- _Exercise text_
On 20 April 1927, Butler married Maurice Hagarty, a grazier from Cunnamulla, Queensland, in St Mary's Cathedral, Sydney. He had proposed by singing opera.

They had a daughter, Anne Josephine, in 1931. She kept in touch with the Bradfield family and visited for the opening of the bridge in 1932. In 1936, Butler took her daughter to visit Bradfield and his wife Edith in Sydney, admitting she "cannot curb her interest in the new Queensland bridge at Kangaroo Point [the Story Bridge in Brisbane, for which Bradfield was the consulting engineer] and feels she 'hates to be out of it all'".

The marriage was not a happy one, and Hagarty was violent towards his wife and child. Kathleen eventually left her husband in the 1950s after her daughter married and left home. She moved back to Sydney in 1958 and lived in a flat below her sister Grace. When her grandchildren came to stay she had the garden piled with sand to replicate what they knew from their home in the outback to make them feel more comfortable.

In 1961, with her sister Gladys, she bought a house at 41 Wycombe Road, Kurraba Point, from where the Bridge can be seen. Butler would walk her visiting grand-children Maurice and Maria to the harbour and regale them with stories about her part in the building of Sydney Harbour Bridge.

Kathleen Butler Hagarty died on 19 July 1972, aged 81. She is buried in Macquarie Park Cemetery, Sydney.

== Legacy ==
In 2019, a 130-metre tunnel boring machine for the Sydney Metro was named Kathleen in her honour.

In 2022, Butler was chosen as one of the notable people buried in Macquarie Park Cemetery whose life stories were told on video as part of the commemoration of the burial ground's centenary.

In November 2023, it was announced that Butler was one of eight women chosen to be commemorated in the second round of blue plaques sponsored by the Government of New South Wales alongside, among others, Emma Jane Callaghan, an Aboriginal midwife and activist; Susan Katherina Schardt; Dorothy Drain, one of Australia's first female war correspondents; writer Charmian Clift; Pearl Mary Gibbs, an Aboriginal rights movement activist; and charity worker Grace Emily Munro. The plaque was unveiled on 6 August 2024 at Butler's former place of work, the Chief Secretary’s Building in Phillip Street, Sydney.

- _Exercise objective_
In the text about Kathleen Butler, what was named Kathleen in her honor in 2019?

- _Available data_

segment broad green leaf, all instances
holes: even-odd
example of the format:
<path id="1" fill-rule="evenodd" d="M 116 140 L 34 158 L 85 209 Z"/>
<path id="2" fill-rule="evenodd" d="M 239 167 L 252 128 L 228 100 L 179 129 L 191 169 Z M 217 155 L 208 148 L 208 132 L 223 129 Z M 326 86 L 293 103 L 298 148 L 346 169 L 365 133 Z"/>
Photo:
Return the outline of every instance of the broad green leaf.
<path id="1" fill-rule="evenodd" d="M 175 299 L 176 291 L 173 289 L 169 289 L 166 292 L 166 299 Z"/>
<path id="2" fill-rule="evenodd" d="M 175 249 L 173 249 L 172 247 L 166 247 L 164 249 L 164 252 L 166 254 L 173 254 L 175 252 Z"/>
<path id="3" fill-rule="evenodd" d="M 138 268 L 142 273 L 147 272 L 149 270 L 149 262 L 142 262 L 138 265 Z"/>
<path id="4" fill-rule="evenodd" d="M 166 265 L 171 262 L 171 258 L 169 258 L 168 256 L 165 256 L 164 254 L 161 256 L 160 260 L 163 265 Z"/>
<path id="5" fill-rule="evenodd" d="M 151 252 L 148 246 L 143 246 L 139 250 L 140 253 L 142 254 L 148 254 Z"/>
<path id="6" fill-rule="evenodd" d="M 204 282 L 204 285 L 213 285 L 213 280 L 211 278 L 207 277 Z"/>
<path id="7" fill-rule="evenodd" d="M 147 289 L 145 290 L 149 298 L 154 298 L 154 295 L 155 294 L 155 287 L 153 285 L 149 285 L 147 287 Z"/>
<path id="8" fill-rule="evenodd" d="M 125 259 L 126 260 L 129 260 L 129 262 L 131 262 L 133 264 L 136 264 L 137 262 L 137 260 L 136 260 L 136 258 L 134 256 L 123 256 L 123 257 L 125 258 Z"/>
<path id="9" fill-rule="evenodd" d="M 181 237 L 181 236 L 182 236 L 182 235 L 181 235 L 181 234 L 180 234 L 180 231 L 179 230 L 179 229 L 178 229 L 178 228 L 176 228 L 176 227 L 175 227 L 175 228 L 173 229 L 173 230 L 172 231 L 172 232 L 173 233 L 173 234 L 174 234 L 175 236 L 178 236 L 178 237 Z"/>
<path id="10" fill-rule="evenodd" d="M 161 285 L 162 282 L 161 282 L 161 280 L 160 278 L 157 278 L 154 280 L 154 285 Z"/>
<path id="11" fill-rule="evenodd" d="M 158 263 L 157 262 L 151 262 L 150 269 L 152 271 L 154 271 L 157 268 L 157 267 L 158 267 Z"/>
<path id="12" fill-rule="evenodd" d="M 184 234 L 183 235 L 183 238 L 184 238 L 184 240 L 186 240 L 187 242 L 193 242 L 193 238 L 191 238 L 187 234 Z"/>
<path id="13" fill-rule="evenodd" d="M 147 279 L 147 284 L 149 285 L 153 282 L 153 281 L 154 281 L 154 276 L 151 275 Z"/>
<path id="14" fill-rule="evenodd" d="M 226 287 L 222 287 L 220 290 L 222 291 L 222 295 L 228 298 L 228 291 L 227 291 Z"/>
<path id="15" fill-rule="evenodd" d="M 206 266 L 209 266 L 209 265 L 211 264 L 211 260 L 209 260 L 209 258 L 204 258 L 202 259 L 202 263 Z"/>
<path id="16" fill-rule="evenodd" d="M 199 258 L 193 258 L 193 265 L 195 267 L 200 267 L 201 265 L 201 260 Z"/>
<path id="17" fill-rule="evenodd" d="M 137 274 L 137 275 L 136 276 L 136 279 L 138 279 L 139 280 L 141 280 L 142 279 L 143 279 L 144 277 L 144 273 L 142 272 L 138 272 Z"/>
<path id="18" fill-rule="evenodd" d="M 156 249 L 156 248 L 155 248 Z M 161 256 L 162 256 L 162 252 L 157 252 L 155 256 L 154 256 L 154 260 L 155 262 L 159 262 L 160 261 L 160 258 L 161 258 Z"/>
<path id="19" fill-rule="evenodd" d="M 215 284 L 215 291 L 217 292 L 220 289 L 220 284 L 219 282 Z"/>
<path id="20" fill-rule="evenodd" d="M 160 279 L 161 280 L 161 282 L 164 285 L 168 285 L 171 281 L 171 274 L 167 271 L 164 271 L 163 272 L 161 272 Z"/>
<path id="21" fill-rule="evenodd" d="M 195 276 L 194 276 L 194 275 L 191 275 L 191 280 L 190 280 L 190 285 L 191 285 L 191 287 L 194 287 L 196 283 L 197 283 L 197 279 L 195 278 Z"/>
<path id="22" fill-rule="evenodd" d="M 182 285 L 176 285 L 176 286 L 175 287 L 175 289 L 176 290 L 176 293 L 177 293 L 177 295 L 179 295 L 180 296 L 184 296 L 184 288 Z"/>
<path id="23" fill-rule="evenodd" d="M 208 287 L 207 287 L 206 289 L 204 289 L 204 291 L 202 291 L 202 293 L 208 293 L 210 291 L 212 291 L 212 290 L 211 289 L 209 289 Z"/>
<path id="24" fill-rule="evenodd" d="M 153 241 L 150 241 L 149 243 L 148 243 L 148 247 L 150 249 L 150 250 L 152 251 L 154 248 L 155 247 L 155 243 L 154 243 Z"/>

- _Expected answer_
A 130-meter tunnel boring machine for the Sydney Metro.